Условие задачи 1 –
Перепечатайте отрывок из текста об историческом подходе и культуре, начиная со слов "Отметим попутно: исчезающей, а" и далее вплоть до слов "этом – ниже.".

Извлечённый текст –

#####

Отметим попутно: исчезающей, а не исчезнувшей, поскольку есть всё же “место”, где эта сущность обнаруживается пусть даже в превращённом виде. Но об этом – ниже.

Итак, возвращаясь к историческому подходу, вспомним и тезис о материалистическом характере истории, вполне разделяя при этом пафос марксовой демистификации движущих сил истории. Исторический процесс оставляет материальные следы; отношения и судьбы людей и общества, пролегающие в царстве идеального, материальны и ощутимы в последствиях, в следствиях, этимологически равных “следам”. Проявляющиеся в негативе исторического времени тенденции, векторы и траектории развития вполне закономерны и самой этой закономерностью опровергают слепой фатализм случающихся (случайных) событий. Однако наблюдателю представлены именно следы, а не наполняющая их живая событийность проистекания. Конкретику он может лишь додумать, достроить, экстраполировать, действуя по законам собственной субъективности. В этой связи за рамками исторического подхода остаётся обыденность, а сам исторический процесс предстаёт в качестве стрелы времени, общего вектора движения, узловые “точки” которого подлежат объяснению, но начало и конец расплываются в тумане неопределённости.

Стало быть, исторический подход изначально обречён на “дальнозоркость”, простираясь между стрелой времени – непрерывностью исторического бытия и мельчайшей дискретностью его структуры – единичного события в бытийственном потоке. При этом, не взирая на мучительную необходимость улавливания дискретной точки, сам принцип чистого историзма подобную возможность исключает, действуя в иных масштабах и всякий раз натыкаясь на “следы”, в которых уже нет живого струения бытия. Последнее, атрибутивно подверженное исчезновению и столь же ускользающее от исторического мега-масштаба, перетекает в пространство культуры, образуя её “раствор”, субстанцию, функционирующую по законам самодвижения и в своей сути самодостаточную. Культура как пространство бытия есть человеческая обыденность, неотличимая от обыденности исторической. Однако на её, культуры, поверхности постоянно сменяют друг друга некие возмущения, сгущения, концентрации, не слишком, а иногда и совсем не различаемые современниками. И только тогда, когда срабатывает закон исторической дистанции, когда стрела времени пронизывает пространство культуры, ощутимо проясняются плоды и следы возмущающих воздействий. Здесь культура достигает кристаллических состояний, предельной концентрации собственных интенций. “Век Пушкина” – говорим мы, “эпоха Моцарта”; и далее, с естественной ностальгией по утраченному совершенству, продолжаем давать эпохам имена собственные, окликая по имени столетия и тем самым вызывая из небытия не столь духов, сколь Дух культуры и истории.

#####

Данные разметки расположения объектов
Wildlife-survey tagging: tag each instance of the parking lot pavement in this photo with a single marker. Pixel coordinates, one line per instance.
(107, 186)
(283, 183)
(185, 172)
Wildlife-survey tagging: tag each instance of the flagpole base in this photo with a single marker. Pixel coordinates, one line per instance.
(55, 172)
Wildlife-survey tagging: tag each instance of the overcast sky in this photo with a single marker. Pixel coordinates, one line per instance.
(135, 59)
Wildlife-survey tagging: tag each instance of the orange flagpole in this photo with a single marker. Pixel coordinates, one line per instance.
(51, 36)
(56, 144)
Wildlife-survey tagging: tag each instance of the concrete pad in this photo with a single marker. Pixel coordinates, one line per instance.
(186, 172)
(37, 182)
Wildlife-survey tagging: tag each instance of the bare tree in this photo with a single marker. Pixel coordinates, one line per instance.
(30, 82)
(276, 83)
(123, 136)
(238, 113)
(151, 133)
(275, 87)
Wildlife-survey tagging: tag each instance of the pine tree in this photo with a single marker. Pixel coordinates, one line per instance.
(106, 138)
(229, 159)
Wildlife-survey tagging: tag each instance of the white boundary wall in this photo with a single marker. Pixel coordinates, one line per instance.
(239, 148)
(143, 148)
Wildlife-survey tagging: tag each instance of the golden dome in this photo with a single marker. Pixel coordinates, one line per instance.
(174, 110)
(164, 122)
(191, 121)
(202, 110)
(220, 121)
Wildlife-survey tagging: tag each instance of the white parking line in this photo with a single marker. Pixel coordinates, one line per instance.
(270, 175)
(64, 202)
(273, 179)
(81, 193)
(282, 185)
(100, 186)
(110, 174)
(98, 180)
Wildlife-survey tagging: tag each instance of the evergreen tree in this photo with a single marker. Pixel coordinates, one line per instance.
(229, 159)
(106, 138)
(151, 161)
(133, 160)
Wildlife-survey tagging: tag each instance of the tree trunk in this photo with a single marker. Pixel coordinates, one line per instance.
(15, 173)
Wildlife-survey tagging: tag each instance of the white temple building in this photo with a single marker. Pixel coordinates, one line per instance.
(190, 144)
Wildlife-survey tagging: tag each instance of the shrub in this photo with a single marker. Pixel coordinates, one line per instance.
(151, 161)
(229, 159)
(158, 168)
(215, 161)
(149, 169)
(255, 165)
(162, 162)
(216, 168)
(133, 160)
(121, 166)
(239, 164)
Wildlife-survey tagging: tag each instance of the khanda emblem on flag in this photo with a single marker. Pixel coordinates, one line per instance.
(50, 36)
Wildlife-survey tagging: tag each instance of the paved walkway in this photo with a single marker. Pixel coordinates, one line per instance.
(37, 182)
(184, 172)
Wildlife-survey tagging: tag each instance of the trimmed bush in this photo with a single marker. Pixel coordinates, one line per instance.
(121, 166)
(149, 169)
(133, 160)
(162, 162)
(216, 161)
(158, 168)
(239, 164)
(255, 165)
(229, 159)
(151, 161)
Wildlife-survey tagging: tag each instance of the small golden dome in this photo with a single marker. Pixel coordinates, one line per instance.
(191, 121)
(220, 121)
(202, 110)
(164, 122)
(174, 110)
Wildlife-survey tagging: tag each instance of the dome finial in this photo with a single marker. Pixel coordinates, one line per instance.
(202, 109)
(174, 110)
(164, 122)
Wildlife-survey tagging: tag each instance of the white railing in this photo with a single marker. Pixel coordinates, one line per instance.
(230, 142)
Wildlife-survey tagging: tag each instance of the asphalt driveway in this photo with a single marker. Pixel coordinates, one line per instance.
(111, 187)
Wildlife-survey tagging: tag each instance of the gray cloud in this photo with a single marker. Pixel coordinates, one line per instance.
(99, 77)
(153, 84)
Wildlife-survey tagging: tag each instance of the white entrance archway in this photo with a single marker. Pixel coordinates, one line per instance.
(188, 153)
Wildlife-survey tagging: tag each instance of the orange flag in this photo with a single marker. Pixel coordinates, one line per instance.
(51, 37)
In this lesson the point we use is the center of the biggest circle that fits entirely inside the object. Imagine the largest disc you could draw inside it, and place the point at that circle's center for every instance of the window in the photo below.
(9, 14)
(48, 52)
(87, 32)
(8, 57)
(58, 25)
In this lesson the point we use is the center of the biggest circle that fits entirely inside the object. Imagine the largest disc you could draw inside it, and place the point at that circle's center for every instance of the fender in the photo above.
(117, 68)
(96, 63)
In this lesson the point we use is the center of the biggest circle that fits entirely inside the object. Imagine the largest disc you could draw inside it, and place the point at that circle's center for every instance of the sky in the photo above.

#####

Условие задачи 2 –
Как будут выглядеть записи, начиная со строки с "Wildlife-survey tagging: tag each instance of the dome" и до самого конца записей, если заменить в них "Wildlife-survey tagging" на "Field-survey tagging" и больше ничего не трогать? Приведите только эти строки.

Письменное решение 1 –
Отметим попутно: исчезающей, а не исчезнувшей, поскольку есть всё же “место”, где эта сущность обнаруживается пусть даже в превращённом виде. Но об этом – ниже.

Письменное решение 2 –
Field-survey tagging: tag each instance of the dome finial in this photo with a single marker. Pixel coordinates, one line per instance.
(202, 109)
(174, 110)
(164, 122)
Field-survey tagging: tag each instance of the white railing in this photo with a single marker. Pixel coordinates, one line per instance.
(230, 142)
Field-survey tagging: tag each instance of the asphalt driveway in this photo with a single marker. Pixel coordinates, one line per instance.
(111, 187)
Field-survey tagging: tag each instance of the gray cloud in this photo with a single marker. Pixel coordinates, one line per instance.
(99, 77)
(153, 84)
Field-survey tagging: tag each instance of the white entrance archway in this photo with a single marker. Pixel coordinates, one line per instance.
(188, 153)
Field-survey tagging: tag each instance of the orange flag in this photo with a single marker. Pixel coordinates, one line per instance.
(51, 37)
In this lesson the point we use is the center of the biggest circle that fits entirely inside the object. Imagine the largest disc you could draw inside it, and place the point at that circle's center for every instance of the window in the photo below.
(9, 14)
(48, 52)
(87, 32)
(8, 57)
(58, 25)
In this lesson the point we use is the center of the biggest circle that fits entirely inside the object. Imagine the largest disc you could draw inside it, and place the point at that circle's center for every instance of the fender in the photo above.
(117, 68)
(96, 63)
In this lesson the point we use is the center of the biggest circle that fits entirely inside the object. Imagine the largest disc you could draw inside it, and place the point at that circle's center for every instance of the sky in the photo above.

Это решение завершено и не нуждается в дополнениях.